# [TÂCHES À RÉALISER]
1/ Ces affirmations concordent-elles avec l'article sur Goodbye Marylin ? (a) L'œuvre intégrale compte 58 dessins à l'encre de Chine sur papier. (b) Marylin est physiquement présente dans les dessins. (c) Les personnages qui entourent Lola Montes sont déguisés en cow-boys. Répondez à chacune par oui ou non, en citant les mots décisifs de l'article.
2/ Écrivez la suite de l'article sur l'exposition Goodbye Marylin, en reprenant après sa dernière phrase.

____ ARTICLE

Goodbye Marylin : encore un titre aux accents tragiques ! Dans le vaste corpus de 58 dessins à l'encre de Chine sur papier qui constitue l'œuvre intégrale, l'artiste a choisi d'exposer trois ensembles, trois variations sur le corps et le paysage. Question corps, le tragique semble effectivement au rendez-vous, même si Marylin, elle, ne l'est pas physiquement : ses relais féminins pourraient être deux gisantes hybrides, Maria l'androïde du film Métropolis de Fritz Lang, et Poison Ivy, la sulfureuse guitariste des Cramps, groupe punk rock dont le nom s'inspire d'un personnage de comics, adversaire de Batman, et que Charlotte Vitaioli affuble ici d'une tête de crocodile. Une troisième femme incarne pleinement les revers du destin d'une star déchue : Lola Montes, héroïne du film éponyme de Max Ophuls, célèbre danseuse et courtisane tombée en disgrâce, qui finit sa vie comme animal de foire devant mimer sa propre existence pour survivre. Charlotte Vitaioli la représente en figure centrale, posant en majesté dans une splendide robe brodée, comme dans les premières scènes du film où elle rejoue la scène de son mariage. Autour d'elle, comme un chœur dispersé en divers foyers d'énergie, une sirène, un ours, Neil Amstrong et la magicienne Circé ont tous la particularité d'être déguisés en indiens. Présenté de façon frontale, chaque personnage semble avoir une certaine conscience de soi et du monde : le spectateur, comme devant un retable, crée des articulations au sein de ce mélodrame énigmatique et flamboyant, tourné vers l'onirisme et l'imaginaire romanesque. Dans cette mise en scène théâtrale, où l'habit joue un rôle essentiel, la palette éclatante sert le paroxysme émotionnel.

________
____ DONNÉES

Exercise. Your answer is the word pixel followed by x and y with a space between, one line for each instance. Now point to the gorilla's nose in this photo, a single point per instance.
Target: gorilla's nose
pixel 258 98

________

# [RÉSULTATS ATTENDUS]
1/
(a) Oui : « 58 dessins à l'encre de Chine sur papier qui constitue l'œuvre intégrale »
(b) Non : « même si Marylin, elle, ne l'est pas physiquement »
(c) Non : « ont tous la particularité d'être déguisés en indiens »

2/
DU CORPS AU DÉCOR

Ce dispositif, proche de l'espace scénique, qui contraint le regard à « passer » d'un compartiment à l'autre - d'un souvenir à l'autre ? - intègre aussi plusieurs natures mortes et deux grands paysages. Bananier et plant d'ananas, corbeilles débordant d'oranges et de raisins, compositions florales qui laissent danser les tulipes et les pivoines, en hommage à la peinture hollandaise : ces représentations seraient aux yeux de l'artiste comme des vigies végétales qui protègent les personnages, images d'une vie silencieuse réconfortant leur fatum agité. Quant aux paysages tourmentés, ils témoignent l'un et l'autre de l'esprit mutin avec lequel Charlotte Vitaioli revisite l'histoire de l'art : d'un côté, l'artiste reprend la Grande Vague de Kanagawa de Hokusai mais remplace le mont Fuji par le Mont Saint-Michel, provoquant une disjonction ludique ; de l'autre, elle trace au premier plan la silhouette charbonneuse d'arbres torturés, qui se détachent sur un ciel fortement inspiré de la Nuit étoilée de Van Gogh, traversé de météorites. Dans les deux cas, le paysage est éminemment expressionniste : une vie terrible se répand dans toute la matière naturelle, et les éléments déchaînés agissent comme un puissant mouvement d'intensité, miroir à peine voilé des vies tumultueuses des héroïnes représentées. Dans cette galaxie référentielle où l'œil dérive en songeuses associations, les scènes cloisonnées confèrent à la composition une incroyable impression de cohérence et de stabilité. (...)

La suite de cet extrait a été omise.